Vorliegender Text:
───
Die französische Politik ist immer wieder für eine Überraschung gut. So können dort Bußgelder verhängt werden, wenn ein Fahrer seine regelmäßige Wochenruhezeit im Lkw verbringt. Wer erwischt wird, muss mit einer Strafe von 1500 Euro rechnen! Die Hälfte davon ist vor Ort zu bezahlen, ansonsten bleibt der Lkw stehen. Für den Unternehmer wird es noch teurer: Er kann mit bis zu 30.000 Euro oder sogar mit einem Jahr Haft belangt werden. Und nicht nur das: Die Kontrolle gilt als Arbeitszeit. Somit fängt die komplette Ruhezeit von vorne an ...
Die Industrie- und Handelskammer rät daher allen Fahrern, für die Wochenruhezeit ein Hotel oder Motel ansteuern. Zumal die französische Polizei in letzter Zeit strenger zu kontrollieren scheint, wie Speditionen berichten. Viele versuchen daher, ihre Fahrer am Wochenende zu Hause zu haben.
Eine neue Idee hatte unlängst die Pariser Bürgermeisterin Anne Hidalgo. Sie will Diesel-Autos aus der Hauptstadt verbannen - in der "Diesel-Nation" Frankreich ein gewagtes Unterfangen. Große Chancen auf eine Umsetzung der Idee hat sie nicht: Französische Lkw-Fahrer sind nicht zimperlich, wenn es darum geht, ihre Rechte durchzusetzen oder unliebsame Gesetze abzubügeln. Sie parken Trucks quer und blockieren so Straßen und Industriegebiete. Gefürchtet sind auch die "operation escargot", das Schneckenfahren auf Autobahnen, die für kilometerlange Staus sorgen. Transitfahrer sind von solchen Blockaden aber selten betroffen. Meist konzentrieren sich die Streiks auf Straßen rund um Paris.
Die Streiks sind ein Ausdruck der Stärke der Gewerkschaften. Neben den großen Organisationen CFDT und CGT kümmern sich FO, CFTC und CFE-CGC um die Belange der Lkw-Fahrer. Nach harten Verhandlungen und tagelangem Stillstand im Land bekommen sie meist, was sie wollen.
KRAFTFAHRER VERDIENEN EIN WENIG MEHR ALS HIER
Im Oktober musste die französische Umweltministerin Ségolène Royal die geplante Lkw-Öko-Maut beerdigen. Zu groß waren die Proteste der französischen Transportverbände. Anfang des Jahres kämpften sie für Lohnerhöhungen von fünf Prozent, ein 13. Monatsgehalt und für bessere Sozialleistungen. Mit Erfolg: Kraftfahrer verdienten 2013 im Schnitt rund 2340 Euro im Monat und damit etwas mehr als in Deutschland. Der Mindestlohn liegt derzeit bei 9,61 Euro je Stunde oder 1457,52 Euro monatlich, basierend auf der verbindlichen 35-Stunden-Woche. Bald könnte dieser Mindestlohn auch für ausländische Lkw-Fahrer gelten, die in Frankreich unterwegs sind. Wer nur im Transit unterwegs ist, kommt jedoch nicht in den Genuss der Regelungen. Mitte nächsten Jahres könnte das Gesetz in Kraft treten.
───
Bereitgestellte Daten:
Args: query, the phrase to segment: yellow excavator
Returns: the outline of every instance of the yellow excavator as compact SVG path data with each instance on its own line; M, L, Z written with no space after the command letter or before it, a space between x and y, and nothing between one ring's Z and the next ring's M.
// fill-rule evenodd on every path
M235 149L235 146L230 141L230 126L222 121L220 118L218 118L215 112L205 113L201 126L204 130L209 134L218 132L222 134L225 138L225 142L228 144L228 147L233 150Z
───
Zu erledigen 1: Schreiben Sie aus dem Text über französische Lkw-Vorschriften den Abschnitt ab, der mit den Worten „Die französische Politik“ beginnt und mit „vorne an ...“ endet.
Zu erledigen 2: Welche Gewerkschaften nennt der Text über französische Lkw-Vorschriften? Zählen Sie alle auf.
Zu erledigen 3: Setzen Sie bitte den Text über französische Lkw-Vorschriften im Anschluss an seinen letzten Satz fort.

Antwort 1:
Die französische Politik ist immer wieder für eine Überraschung gut. So können dort Bußgelder verhängt werden, wenn ein Fahrer seine regelmäßige Wochenruhezeit im Lkw verbringt. Wer erwischt wird, muss mit einer Strafe von 1500 Euro rechnen! Die Hälfte davon ist vor Ort zu bezahlen, ansonsten bleibt der Lkw stehen. Für den Unternehmer wird es noch teurer: Er kann mit bis zu 30.000 Euro oder sogar mit einem Jahr Haft belangt werden. Und nicht nur das: Die Kontrolle gilt als Arbeitszeit. Somit fängt die komplette Ruhezeit von vorne an ...

Antwort 2: CFDT, CGT, FO, CFTC, CFE-CGC

Antwort 3:
Nicht alle sehen das positiv. Die Arbeitgeber am allerwenigsten. Frankreich gehört zu den teuersten Produktions- und Dienstleistungsstandorten weltweit. Die hohen Arbeitskosten haben daran einen erheblichen Anteil. "Errungenschaften" wie Zuschläge für Kindergeld, Wohngeld, eine Sterbeversicherung oder eine Fortbildungsabgabe tragen allein die Arbeitgeber. Immer wieder werden Reformen angemahnt. Die französischen Regierungen versuchen sich zwar daran, scheitern aber oft am Widerstand der Gewerkschaften. Das lähmt die französische Wirtschaft. Der schwache Konsum und die anhaltende Zurückhaltung der Industrie bei Investitionen halten das Land in der Konjunkturflaute fest.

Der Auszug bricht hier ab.